How many lines of the data below contain the string "street", with case counting? Reply with the number alone.

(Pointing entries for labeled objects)
──────
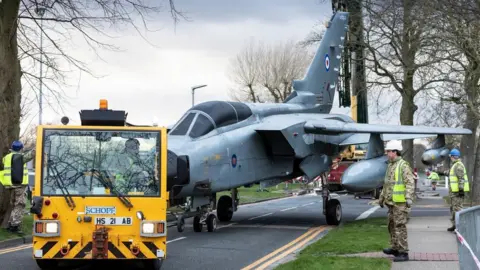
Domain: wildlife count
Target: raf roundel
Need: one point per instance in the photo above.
(327, 62)
(234, 161)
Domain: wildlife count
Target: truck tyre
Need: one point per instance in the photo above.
(47, 264)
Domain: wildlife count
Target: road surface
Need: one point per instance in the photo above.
(244, 243)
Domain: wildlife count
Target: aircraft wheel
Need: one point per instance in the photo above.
(45, 264)
(211, 223)
(334, 212)
(197, 226)
(180, 224)
(225, 208)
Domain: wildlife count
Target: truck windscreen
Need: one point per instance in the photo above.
(100, 163)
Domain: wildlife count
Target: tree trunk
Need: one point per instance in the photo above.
(406, 118)
(475, 190)
(10, 86)
(467, 145)
(408, 92)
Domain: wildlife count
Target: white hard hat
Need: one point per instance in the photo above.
(394, 145)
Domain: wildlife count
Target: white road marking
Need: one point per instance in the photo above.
(367, 213)
(176, 239)
(308, 204)
(260, 216)
(228, 225)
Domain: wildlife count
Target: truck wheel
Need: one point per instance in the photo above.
(225, 208)
(47, 264)
(334, 212)
(180, 224)
(153, 264)
(197, 226)
(211, 223)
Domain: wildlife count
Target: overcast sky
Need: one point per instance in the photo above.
(150, 82)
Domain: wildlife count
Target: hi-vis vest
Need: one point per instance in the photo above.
(434, 176)
(399, 187)
(14, 172)
(454, 179)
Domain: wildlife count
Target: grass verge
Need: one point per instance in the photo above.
(26, 228)
(370, 235)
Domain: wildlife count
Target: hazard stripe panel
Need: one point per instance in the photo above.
(140, 253)
(49, 245)
(115, 251)
(59, 254)
(152, 247)
(83, 252)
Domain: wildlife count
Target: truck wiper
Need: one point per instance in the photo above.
(58, 179)
(109, 185)
(61, 185)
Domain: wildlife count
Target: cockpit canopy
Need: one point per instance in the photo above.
(205, 117)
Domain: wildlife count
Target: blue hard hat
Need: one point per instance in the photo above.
(17, 145)
(455, 153)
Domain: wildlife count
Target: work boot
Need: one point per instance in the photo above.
(390, 251)
(401, 257)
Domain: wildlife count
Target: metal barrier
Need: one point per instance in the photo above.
(467, 223)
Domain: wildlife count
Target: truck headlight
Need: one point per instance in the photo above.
(148, 227)
(51, 227)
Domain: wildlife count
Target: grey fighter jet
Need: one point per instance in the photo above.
(222, 145)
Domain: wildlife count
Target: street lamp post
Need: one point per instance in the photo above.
(193, 92)
(40, 12)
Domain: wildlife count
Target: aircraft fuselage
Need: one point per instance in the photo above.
(237, 155)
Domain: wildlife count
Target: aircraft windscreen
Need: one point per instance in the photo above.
(182, 128)
(361, 147)
(100, 162)
(202, 126)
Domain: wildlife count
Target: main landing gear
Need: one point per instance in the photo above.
(332, 209)
(205, 206)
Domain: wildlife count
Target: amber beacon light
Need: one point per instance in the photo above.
(103, 104)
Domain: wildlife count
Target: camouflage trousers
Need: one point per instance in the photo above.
(18, 202)
(397, 226)
(456, 204)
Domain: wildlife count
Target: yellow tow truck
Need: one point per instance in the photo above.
(100, 191)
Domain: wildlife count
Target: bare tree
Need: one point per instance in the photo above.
(460, 26)
(21, 20)
(264, 73)
(404, 52)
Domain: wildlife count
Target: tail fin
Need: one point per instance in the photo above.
(319, 84)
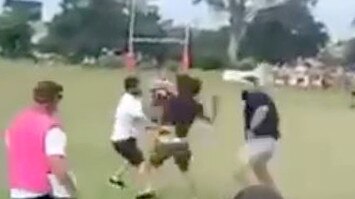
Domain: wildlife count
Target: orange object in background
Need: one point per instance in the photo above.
(130, 61)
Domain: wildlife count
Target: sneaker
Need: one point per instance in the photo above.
(146, 195)
(117, 182)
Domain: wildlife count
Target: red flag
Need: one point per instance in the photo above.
(130, 61)
(186, 60)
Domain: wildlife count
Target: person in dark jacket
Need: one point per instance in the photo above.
(261, 129)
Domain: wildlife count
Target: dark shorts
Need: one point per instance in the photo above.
(130, 151)
(179, 151)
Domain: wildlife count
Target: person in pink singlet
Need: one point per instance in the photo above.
(35, 145)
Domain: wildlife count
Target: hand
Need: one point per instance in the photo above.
(152, 128)
(250, 134)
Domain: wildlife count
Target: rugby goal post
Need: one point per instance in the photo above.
(130, 56)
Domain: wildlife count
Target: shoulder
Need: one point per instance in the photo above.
(56, 132)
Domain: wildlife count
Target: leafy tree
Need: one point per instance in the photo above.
(15, 34)
(242, 13)
(82, 30)
(284, 33)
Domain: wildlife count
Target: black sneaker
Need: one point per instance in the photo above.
(117, 182)
(147, 195)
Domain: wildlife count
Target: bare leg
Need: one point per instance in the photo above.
(121, 171)
(191, 184)
(116, 178)
(263, 175)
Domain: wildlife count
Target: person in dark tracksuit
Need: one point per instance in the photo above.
(180, 112)
(261, 133)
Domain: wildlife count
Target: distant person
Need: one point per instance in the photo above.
(130, 120)
(258, 192)
(179, 114)
(261, 133)
(37, 164)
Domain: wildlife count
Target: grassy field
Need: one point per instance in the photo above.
(314, 161)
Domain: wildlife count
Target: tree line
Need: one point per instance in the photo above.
(277, 31)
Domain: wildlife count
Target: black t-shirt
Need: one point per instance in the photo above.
(181, 111)
(269, 127)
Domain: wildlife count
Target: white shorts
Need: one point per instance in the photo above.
(59, 190)
(258, 150)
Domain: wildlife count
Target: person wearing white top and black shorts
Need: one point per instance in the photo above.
(130, 120)
(261, 134)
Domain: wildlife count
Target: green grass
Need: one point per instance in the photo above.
(314, 161)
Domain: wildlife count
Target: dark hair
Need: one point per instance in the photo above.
(47, 91)
(244, 95)
(131, 82)
(188, 85)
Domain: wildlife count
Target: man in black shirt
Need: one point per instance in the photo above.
(180, 112)
(261, 133)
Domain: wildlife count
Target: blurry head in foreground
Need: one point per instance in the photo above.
(48, 94)
(132, 86)
(258, 192)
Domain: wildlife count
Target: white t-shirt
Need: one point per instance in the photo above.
(129, 118)
(55, 144)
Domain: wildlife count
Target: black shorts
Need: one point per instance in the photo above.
(130, 151)
(179, 151)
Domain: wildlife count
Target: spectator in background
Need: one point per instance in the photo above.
(258, 192)
(37, 164)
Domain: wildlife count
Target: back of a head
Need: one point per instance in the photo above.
(188, 85)
(258, 192)
(131, 82)
(47, 91)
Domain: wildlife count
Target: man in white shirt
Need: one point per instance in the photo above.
(129, 122)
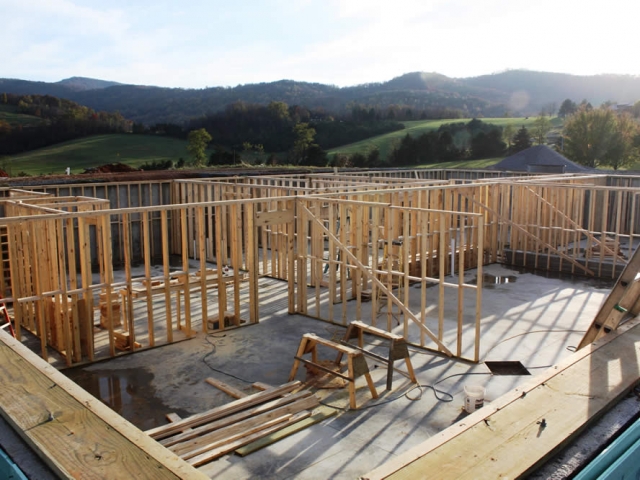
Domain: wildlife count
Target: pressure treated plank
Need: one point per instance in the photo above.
(219, 412)
(74, 433)
(285, 432)
(507, 438)
(231, 419)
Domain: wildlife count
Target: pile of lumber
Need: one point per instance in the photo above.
(206, 436)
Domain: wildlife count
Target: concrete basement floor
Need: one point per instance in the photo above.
(532, 319)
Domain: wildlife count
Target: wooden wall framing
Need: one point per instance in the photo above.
(137, 250)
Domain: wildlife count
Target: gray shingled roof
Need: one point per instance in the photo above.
(539, 156)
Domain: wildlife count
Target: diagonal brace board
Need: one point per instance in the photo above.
(502, 218)
(366, 271)
(623, 297)
(575, 225)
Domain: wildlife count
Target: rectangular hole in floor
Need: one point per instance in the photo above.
(507, 368)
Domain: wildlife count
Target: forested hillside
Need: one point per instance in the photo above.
(419, 95)
(28, 122)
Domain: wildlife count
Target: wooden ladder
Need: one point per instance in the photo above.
(5, 315)
(623, 300)
(397, 348)
(356, 363)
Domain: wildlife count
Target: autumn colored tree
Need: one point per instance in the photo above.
(197, 144)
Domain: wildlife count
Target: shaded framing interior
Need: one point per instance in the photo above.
(94, 270)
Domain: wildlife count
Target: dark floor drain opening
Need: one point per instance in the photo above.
(507, 368)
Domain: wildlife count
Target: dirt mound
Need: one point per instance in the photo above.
(112, 168)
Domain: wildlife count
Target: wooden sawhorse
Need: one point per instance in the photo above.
(397, 348)
(356, 363)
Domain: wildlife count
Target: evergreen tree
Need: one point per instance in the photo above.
(198, 140)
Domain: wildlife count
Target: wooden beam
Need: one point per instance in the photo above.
(378, 283)
(73, 432)
(287, 431)
(508, 438)
(219, 412)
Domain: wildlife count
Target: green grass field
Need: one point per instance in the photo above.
(133, 150)
(9, 114)
(416, 128)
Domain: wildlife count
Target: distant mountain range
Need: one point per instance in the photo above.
(520, 92)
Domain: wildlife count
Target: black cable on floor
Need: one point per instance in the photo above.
(213, 351)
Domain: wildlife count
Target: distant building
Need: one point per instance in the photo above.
(539, 159)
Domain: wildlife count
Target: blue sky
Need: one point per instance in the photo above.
(195, 44)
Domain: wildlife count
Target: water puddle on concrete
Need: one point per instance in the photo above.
(490, 281)
(128, 392)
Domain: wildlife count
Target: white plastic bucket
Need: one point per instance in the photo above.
(473, 398)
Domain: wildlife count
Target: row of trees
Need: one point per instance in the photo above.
(601, 137)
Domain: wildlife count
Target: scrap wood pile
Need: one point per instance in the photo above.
(206, 436)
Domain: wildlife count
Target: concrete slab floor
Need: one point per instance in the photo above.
(532, 319)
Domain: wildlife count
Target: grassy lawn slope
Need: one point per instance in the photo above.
(80, 154)
(416, 128)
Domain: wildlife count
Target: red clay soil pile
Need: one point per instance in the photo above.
(112, 168)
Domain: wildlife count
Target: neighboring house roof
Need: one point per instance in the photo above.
(539, 159)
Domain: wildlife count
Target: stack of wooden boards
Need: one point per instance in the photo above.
(206, 436)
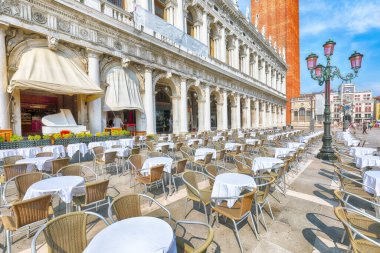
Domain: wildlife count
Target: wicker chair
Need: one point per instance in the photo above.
(359, 242)
(178, 170)
(26, 213)
(154, 177)
(10, 160)
(57, 164)
(194, 193)
(95, 194)
(186, 246)
(129, 206)
(66, 233)
(239, 212)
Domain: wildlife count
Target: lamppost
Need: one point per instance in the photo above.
(324, 74)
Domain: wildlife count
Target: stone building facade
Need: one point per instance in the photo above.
(238, 82)
(280, 21)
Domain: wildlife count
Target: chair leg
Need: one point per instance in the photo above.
(237, 235)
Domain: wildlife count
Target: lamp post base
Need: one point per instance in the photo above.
(327, 155)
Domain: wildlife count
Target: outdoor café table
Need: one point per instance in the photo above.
(73, 148)
(160, 144)
(94, 144)
(7, 152)
(200, 153)
(295, 145)
(127, 142)
(111, 143)
(135, 235)
(265, 163)
(41, 163)
(231, 146)
(356, 151)
(363, 161)
(281, 152)
(28, 152)
(57, 150)
(229, 185)
(65, 187)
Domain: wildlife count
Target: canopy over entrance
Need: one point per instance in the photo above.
(47, 70)
(123, 91)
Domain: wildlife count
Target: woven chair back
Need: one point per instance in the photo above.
(126, 206)
(156, 172)
(44, 154)
(10, 160)
(71, 170)
(13, 170)
(96, 191)
(24, 181)
(67, 233)
(58, 164)
(31, 210)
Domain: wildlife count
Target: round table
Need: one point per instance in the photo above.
(231, 185)
(200, 153)
(65, 187)
(138, 234)
(41, 163)
(371, 181)
(265, 163)
(358, 151)
(363, 161)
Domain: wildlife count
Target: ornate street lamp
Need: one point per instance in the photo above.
(324, 74)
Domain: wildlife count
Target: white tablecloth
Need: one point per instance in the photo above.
(200, 153)
(283, 151)
(363, 161)
(94, 144)
(65, 187)
(73, 148)
(57, 150)
(127, 142)
(111, 143)
(231, 185)
(295, 145)
(357, 151)
(28, 152)
(134, 235)
(150, 162)
(42, 163)
(231, 146)
(372, 179)
(7, 152)
(265, 163)
(160, 144)
(251, 141)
──────
[Output for this task]
2